What to do »
Rewrite the entries below with every "chrome" changed to "silver" and nothing else altered. Leave out the pictures.

Excerpts from a detection dataset »
# # # #
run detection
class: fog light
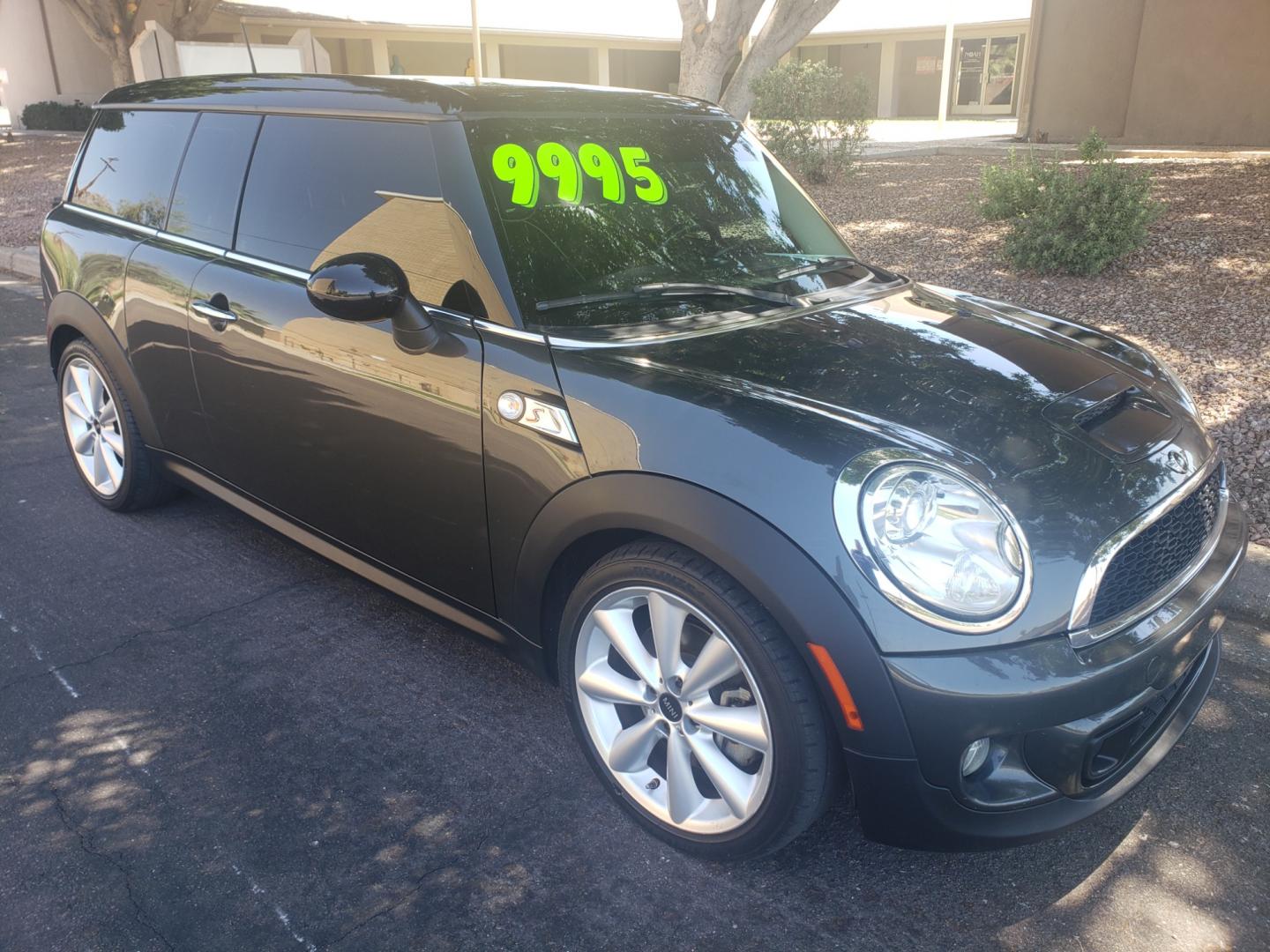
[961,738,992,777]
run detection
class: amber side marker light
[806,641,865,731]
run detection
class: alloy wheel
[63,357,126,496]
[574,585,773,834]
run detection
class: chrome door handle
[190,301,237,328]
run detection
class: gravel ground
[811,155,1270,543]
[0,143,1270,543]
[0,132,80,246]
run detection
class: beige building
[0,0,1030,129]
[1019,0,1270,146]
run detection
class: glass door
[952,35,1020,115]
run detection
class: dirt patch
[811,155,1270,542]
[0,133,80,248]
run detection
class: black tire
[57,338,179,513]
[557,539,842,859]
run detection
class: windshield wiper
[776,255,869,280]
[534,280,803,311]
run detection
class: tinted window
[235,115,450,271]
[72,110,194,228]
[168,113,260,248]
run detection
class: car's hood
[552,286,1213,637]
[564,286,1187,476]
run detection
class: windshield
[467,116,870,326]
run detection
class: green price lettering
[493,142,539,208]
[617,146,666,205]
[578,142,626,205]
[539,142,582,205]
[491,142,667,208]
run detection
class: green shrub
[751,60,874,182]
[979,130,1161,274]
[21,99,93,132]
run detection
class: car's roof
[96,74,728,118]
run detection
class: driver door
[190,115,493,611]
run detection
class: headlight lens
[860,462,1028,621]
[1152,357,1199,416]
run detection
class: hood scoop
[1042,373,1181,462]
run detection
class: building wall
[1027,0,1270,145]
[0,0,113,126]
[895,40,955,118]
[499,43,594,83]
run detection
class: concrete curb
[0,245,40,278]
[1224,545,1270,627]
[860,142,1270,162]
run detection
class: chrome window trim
# # # #
Task result »
run detection
class: fog light
[961,738,992,777]
run detection
class: amber side marker light
[806,641,865,731]
run detection
class: alloy wheel
[63,357,126,496]
[574,585,773,834]
run detection
class: silver door handle
[190,301,237,328]
run detection
class: gravel ground
[811,155,1270,543]
[0,143,1270,543]
[0,132,80,246]
run detection
class: beige building
[0,0,1030,129]
[1019,0,1270,146]
run detection
class: glass door
[952,35,1020,115]
run detection
class: dirt patch
[811,155,1270,542]
[0,133,80,248]
run detection
class: black tire
[57,338,179,513]
[557,539,842,859]
run detection
class: windshield wiper
[776,255,869,280]
[534,280,803,311]
run detection
class: tinted window
[235,115,450,271]
[72,110,194,228]
[168,113,260,248]
run detection
class: car's hood
[552,286,1213,637]
[564,286,1187,476]
run detection
class: windshield
[467,116,870,326]
run detection
class: green price lettering
[493,142,539,208]
[617,146,666,205]
[578,142,626,205]
[539,142,582,205]
[491,142,667,208]
run detection
class: green shrub
[751,60,874,182]
[979,130,1161,274]
[21,99,93,132]
run detection
class: car's roof
[96,74,728,118]
run detection
class: driver door
[190,115,493,611]
run detection
class: headlight lens
[860,462,1028,621]
[1152,357,1199,416]
run detection
class: hood scoop
[1042,373,1181,462]
run detection
class: building wall
[1027,0,1270,145]
[0,0,113,126]
[895,40,955,118]
[499,43,594,83]
run detection
class: concrete curb
[0,245,40,278]
[1224,545,1270,627]
[860,142,1270,162]
run detection
class: silver window trim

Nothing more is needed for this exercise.